*DIRECTIVE*:
Copy out the lines below verbatim, beginning with the line containing "Check that one keypoint sits on every instance of the dirt" and continuing through the last line, both ends included.

○ ○ ○

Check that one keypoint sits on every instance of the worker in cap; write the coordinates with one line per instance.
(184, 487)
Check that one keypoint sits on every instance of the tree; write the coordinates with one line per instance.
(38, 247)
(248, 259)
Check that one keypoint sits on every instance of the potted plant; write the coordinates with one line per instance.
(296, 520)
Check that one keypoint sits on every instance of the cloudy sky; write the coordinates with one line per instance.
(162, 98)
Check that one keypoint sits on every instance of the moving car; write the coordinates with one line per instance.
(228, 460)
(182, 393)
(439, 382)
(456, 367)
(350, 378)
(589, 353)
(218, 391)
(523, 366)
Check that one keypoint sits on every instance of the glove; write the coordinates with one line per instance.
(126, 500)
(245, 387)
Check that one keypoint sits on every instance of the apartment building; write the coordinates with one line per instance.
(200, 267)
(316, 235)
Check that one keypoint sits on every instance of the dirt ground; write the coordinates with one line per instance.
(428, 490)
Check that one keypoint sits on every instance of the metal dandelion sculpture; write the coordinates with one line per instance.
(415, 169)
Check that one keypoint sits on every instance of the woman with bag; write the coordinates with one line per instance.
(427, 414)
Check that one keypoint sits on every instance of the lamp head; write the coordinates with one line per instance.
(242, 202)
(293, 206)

○ ○ ○

*COMPLETE RESPONSE*:
Check that one keypoint sits on every instance of the dirt ground; write the coordinates with one line per instance.
(428, 490)
Check that one keypoint sits on every instance of the metal dandelion sculpture; write the coordinates with one line per instance.
(415, 169)
Check that one keypoint sits on every instance of the woman with bag; write the coordinates with one line per instance.
(427, 414)
Check that one keypoint sits on every instance of the lamp head; write the coordinates with one line per instance.
(242, 202)
(293, 206)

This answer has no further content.